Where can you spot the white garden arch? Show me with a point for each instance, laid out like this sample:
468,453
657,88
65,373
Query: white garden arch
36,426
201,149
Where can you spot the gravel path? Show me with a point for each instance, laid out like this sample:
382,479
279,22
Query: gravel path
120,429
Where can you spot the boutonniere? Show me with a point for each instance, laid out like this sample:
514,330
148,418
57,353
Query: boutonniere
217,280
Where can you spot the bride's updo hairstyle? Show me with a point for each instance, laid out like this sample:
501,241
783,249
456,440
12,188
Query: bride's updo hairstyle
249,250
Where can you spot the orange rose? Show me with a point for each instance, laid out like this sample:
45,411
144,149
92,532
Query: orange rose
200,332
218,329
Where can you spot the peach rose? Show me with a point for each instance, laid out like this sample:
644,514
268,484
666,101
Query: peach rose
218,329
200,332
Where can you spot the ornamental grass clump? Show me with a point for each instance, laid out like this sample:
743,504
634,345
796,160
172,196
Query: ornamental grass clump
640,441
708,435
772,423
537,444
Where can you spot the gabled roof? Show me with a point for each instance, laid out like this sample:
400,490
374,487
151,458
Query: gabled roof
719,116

• [Problem statement]: Going from the line that has "Where can you spot the bride's" through the last line of the entries, retype each line exactly as given and add nothing.

• [Exercise solution]:
Where can you spot the bride's updo hairstyle? Show me with a point for each instance, laid out like this sample:
501,241
783,249
456,440
12,188
Query: bride's updo hairstyle
249,250
Where can you spot the orange rose? Show me with a point for each instance, laid out like this sample:
45,411
144,149
92,532
Query: orange rose
200,332
218,329
Where can you spot the peach rose? Show me with a point for each instance, laid out like this sample:
644,514
268,484
666,101
Query: peach rose
218,329
200,332
Where can you spot the ornamental grass clump? Show me with a point for each instance, laid out like this sample:
743,504
634,345
796,160
172,196
Query: ornamental grass clump
640,441
708,435
772,423
537,444
Where can you spot the gabled roof? Show me with a point for each instance, laid out like this sample:
400,490
374,487
151,458
Query: gabled roof
719,116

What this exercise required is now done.